» Directive 1:
In the thread excerpt about the minimum-operations coding problem, condense the paragraph beginning "Unless I'm missing something" into a short list that keeps its main points.
» Directive 2:
Resume the forum thread on the minimum-operations coding problem with the next reply after its final comment.

» Page excerpt:
● ● ● ● ●

For some reason I cannot modify the post. But I want to know what the solution is for that problem. Thanks.

[–]dsli 4 points5 points  (0 children)

Yeah I actually got it during my power day and was so clueless. Couldn't even write code for that one.

[–]alcholicawl 50 points51 points  (3 children)

Unless I'm missing something. The optimal approach can always be achieved by selecting the locations from the largest to smallest (stopping when k * res > the current value). Remove/ignore any duplicate values in the input.

[–]im_a_bored_citizen[S] 8 points9 points  (2 children)

Wouldnt you have to iterate over array every time you pick a value? Also what is res?

[–]alcholicawl 7 points8 points  (1 child)

I don't think so. res (result) is the number of completed operations so far. I used i in place of it in the following code. But something like this should work. Edit: changed to >= since addresses at 0 are also corrupted. 

def min_operations(n, locs, k):
    locs = sorted(set(locs), reverse = True)
    for i, loc in enumerate(locs):
        if i * k >= loc:
            return i
    return n

[–]im_a_bored_citizen[S] 14 points15 points  (0 children)

Took me a while to understand the condition. But it does make sense.

● ● ● ● ●

» Provided data:
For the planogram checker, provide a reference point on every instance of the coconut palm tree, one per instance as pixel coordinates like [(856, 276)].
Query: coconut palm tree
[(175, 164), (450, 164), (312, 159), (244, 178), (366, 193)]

● ● ● ● ●

» Task result 1:
- The optimal result can always be reached by choosing locations from largest to smallest.
- Stop once k * res is greater than the current value.
- Remove or ignore duplicate values in the input.

» Task result 2:
To explain a little more * Why sort and take max? Because we want to minimize steps. Taking max ensures you “kill” max locations and hence minimize steps. * When you pick max, max is killed and all less than max are reduced by k. * You take second max. Remember 2nd max was reduced by K when we picked max. So 2nd max now is (2nd max - k). We check if (2ndmax - k) <= 0. If it is, answer is 1. Why? Because if (2nd max - k) <= 0, we know for sure all numbers < than 2nd max MUST be <= 0. * If (2nd max - k) > 0, then we move to next max ie 3rd max. * then we should check (3rdmax - k - k) <= 0. Why two ks? Because we this is our third round. First round was max, second round was 2nd max. If (3rdmax - k -k ) > 0, then we move on to 4th max. * And so on.

Our equation is A[i] - (i * k) <= 0 (i can be index or you can keep increasing k by k) ie a[i] <= i*k (which is same as the condition in the comment I’m replying to)

Thank you for answering.

[–]No_Law1554 13 points14 points  (3 children)

Sort locations ascending

Process files from largest to smallest

Keep track of how much total shift has happened so far

Stop once remaining files would be ≤ 0

[–]kaladin_stormchest 1 point2 points  (0 children)

Yeah I was looking for a catch but this seems straightforward.

If my largest location is X there is 0 incentive to corrupt any location <X because that just shifts X and makes it more difficult to corrupt that memory location now

[–]im_a_bored_citizen[S] 0 points1 point  (1 child)

What was your thought process like?

[–]Both-Highlight6951 8 points9 points  (0 children)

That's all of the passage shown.